Exercise directions: Count the lines in the items below that contain the string "grille", with case counting, and give only the number.

Provided entries:
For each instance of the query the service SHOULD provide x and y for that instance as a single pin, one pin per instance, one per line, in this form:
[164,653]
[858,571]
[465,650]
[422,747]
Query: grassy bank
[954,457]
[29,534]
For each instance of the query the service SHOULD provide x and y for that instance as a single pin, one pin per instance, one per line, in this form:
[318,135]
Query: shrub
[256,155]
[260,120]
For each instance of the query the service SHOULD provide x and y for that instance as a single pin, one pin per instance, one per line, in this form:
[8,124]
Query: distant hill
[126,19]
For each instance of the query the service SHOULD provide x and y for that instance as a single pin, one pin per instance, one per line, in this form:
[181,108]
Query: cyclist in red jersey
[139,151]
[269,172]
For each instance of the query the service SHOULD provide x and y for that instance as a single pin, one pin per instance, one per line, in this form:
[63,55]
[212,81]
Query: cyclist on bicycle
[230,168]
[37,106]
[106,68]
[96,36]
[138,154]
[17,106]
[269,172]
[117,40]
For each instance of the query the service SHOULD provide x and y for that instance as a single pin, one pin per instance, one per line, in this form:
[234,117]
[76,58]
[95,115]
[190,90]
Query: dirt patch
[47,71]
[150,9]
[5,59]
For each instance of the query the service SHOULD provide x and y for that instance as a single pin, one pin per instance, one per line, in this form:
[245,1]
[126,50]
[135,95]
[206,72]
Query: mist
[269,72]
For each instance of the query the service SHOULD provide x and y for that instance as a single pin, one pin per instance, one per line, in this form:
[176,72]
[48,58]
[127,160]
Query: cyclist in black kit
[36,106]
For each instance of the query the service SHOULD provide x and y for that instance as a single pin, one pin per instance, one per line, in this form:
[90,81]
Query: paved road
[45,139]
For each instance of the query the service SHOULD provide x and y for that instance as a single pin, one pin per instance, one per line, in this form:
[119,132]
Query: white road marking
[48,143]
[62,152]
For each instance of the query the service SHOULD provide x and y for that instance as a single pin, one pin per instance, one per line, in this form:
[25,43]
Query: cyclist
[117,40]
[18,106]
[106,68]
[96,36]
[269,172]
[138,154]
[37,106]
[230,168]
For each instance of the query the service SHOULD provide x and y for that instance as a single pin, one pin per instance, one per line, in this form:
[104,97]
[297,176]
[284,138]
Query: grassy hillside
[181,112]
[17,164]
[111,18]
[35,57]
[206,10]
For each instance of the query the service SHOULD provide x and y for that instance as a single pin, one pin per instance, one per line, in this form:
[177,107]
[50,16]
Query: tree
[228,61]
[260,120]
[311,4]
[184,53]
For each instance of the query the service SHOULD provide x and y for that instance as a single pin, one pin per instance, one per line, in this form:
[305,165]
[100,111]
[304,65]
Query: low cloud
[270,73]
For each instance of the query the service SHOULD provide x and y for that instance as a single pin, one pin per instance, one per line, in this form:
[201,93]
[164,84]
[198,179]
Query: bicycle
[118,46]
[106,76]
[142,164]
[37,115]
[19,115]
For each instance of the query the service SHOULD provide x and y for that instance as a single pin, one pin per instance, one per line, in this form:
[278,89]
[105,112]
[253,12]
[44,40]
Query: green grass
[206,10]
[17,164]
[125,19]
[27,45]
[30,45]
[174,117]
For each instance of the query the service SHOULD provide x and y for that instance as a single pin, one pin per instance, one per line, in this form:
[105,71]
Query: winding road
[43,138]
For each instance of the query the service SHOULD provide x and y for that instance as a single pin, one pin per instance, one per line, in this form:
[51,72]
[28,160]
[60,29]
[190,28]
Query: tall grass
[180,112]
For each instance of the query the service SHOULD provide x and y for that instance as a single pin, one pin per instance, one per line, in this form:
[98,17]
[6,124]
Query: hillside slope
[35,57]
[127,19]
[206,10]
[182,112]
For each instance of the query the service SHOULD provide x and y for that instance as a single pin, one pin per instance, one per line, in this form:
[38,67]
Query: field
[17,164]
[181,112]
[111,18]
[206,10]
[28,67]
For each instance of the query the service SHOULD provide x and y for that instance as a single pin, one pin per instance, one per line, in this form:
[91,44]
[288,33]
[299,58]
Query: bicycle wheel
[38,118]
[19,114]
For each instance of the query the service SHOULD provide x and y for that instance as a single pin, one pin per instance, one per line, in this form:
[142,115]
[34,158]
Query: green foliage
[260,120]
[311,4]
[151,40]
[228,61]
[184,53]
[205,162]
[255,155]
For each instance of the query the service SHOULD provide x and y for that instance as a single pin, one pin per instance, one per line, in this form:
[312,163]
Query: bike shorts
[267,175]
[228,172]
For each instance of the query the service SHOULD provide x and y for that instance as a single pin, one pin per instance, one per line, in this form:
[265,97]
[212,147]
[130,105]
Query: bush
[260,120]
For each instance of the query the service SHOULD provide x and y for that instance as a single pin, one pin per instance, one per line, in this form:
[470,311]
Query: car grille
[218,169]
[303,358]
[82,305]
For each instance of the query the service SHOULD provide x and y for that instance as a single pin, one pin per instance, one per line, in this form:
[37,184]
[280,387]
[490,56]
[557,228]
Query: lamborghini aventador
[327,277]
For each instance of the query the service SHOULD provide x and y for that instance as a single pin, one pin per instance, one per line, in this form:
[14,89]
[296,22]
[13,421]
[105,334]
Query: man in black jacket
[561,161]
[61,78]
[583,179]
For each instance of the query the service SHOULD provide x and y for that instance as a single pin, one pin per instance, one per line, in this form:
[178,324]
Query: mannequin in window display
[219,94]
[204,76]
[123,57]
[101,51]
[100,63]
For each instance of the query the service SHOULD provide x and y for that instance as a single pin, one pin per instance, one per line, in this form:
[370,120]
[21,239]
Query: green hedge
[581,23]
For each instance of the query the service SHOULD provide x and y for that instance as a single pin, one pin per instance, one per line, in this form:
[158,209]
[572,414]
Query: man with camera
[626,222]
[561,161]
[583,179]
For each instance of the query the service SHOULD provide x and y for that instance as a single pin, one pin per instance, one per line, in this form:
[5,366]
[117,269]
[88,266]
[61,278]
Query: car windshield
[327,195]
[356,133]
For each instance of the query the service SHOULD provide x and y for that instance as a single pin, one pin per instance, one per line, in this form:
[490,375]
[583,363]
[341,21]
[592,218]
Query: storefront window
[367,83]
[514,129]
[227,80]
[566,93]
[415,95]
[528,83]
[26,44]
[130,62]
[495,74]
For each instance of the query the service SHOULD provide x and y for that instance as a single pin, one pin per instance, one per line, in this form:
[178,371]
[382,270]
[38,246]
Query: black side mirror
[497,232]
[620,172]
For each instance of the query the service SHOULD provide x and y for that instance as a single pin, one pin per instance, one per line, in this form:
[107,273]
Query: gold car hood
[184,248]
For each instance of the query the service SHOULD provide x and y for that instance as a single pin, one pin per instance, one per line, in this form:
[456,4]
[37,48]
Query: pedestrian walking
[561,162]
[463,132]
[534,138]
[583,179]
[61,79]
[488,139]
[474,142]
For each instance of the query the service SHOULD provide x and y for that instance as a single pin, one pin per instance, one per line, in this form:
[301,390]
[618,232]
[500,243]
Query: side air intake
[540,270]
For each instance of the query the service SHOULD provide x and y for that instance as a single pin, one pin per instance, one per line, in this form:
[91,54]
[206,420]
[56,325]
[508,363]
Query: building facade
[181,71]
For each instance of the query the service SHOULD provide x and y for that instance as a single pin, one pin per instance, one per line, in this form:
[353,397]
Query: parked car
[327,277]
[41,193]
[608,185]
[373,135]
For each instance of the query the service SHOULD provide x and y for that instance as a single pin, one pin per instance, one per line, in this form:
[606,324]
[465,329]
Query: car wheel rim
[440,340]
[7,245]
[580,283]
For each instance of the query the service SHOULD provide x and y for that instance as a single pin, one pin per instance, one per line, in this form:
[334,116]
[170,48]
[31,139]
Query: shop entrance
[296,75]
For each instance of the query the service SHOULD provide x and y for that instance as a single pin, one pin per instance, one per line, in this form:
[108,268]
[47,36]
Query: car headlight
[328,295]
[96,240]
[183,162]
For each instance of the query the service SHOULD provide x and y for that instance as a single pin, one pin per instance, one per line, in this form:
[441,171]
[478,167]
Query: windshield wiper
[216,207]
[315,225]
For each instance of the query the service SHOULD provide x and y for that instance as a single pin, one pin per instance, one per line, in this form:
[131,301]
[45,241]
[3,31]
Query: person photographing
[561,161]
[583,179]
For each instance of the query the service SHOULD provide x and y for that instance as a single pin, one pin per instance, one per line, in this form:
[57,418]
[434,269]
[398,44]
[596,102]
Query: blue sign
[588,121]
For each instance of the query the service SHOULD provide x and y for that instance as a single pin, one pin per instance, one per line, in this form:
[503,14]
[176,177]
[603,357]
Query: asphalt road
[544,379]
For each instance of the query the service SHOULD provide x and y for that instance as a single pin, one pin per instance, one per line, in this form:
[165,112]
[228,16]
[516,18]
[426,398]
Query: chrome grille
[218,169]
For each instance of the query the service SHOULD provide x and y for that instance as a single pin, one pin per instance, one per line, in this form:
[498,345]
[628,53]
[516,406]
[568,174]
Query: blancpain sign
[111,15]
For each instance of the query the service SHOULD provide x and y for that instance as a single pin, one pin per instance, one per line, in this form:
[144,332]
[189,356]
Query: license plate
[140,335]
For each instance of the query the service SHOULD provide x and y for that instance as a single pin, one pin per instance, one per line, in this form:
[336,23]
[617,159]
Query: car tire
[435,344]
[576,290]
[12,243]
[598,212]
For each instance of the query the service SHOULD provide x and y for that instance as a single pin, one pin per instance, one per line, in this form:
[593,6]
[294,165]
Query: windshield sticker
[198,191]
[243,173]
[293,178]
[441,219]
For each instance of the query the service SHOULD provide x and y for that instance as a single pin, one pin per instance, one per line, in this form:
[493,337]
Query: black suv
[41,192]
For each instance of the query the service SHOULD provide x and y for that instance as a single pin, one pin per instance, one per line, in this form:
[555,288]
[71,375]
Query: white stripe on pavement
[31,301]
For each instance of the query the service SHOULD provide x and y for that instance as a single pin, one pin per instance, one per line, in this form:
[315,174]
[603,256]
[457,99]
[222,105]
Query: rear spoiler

Solution to this exercise: 2